GOAL:
Return every line of the records that contains the string "apron", copying each such line in full.

RECORDS FOR THIS EXERCISE:
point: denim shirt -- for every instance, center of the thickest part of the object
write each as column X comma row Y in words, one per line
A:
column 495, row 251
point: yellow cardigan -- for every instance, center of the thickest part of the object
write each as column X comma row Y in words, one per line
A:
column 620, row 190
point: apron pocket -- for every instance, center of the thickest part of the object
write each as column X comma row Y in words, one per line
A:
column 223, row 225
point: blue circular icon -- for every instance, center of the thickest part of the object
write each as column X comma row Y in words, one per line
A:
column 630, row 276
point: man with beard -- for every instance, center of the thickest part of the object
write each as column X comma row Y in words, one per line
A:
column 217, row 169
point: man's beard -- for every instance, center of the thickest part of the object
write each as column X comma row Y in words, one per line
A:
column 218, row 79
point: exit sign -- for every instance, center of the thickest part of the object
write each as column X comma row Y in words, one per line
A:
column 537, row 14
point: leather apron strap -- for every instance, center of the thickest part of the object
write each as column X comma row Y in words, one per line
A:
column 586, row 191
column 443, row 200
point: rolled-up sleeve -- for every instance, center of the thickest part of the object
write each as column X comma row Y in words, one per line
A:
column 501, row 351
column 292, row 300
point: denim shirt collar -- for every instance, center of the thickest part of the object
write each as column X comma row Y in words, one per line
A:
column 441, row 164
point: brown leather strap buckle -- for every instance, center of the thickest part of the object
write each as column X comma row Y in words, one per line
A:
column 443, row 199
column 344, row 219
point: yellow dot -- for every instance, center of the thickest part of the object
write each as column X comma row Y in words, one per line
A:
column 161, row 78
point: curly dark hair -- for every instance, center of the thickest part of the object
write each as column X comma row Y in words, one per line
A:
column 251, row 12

--

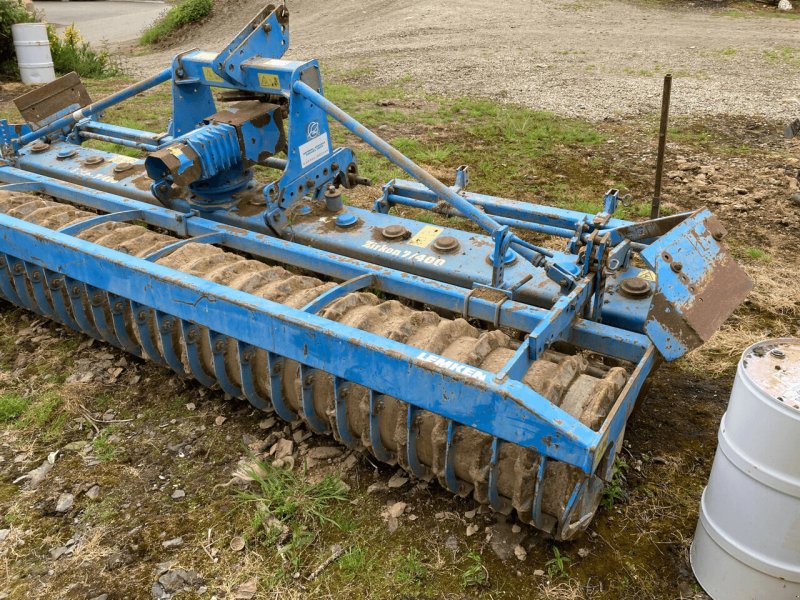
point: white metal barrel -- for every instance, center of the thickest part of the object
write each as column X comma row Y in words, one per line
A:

==

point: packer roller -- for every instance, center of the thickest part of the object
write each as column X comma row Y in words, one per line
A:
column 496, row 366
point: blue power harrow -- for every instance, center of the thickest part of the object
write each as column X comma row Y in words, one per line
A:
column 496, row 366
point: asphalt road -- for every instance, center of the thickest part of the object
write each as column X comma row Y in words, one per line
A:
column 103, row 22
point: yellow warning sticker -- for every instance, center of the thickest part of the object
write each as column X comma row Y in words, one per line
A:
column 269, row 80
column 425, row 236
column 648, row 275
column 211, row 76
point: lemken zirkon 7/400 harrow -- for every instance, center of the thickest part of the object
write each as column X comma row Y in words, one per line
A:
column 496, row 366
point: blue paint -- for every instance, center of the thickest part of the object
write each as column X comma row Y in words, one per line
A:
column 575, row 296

SOLUTION TO THE EXERCISE:
point: apron pocket -- for every instance, center of the thickest part of the object
point: leather apron strap -- for every instance, center of the thickest part of the object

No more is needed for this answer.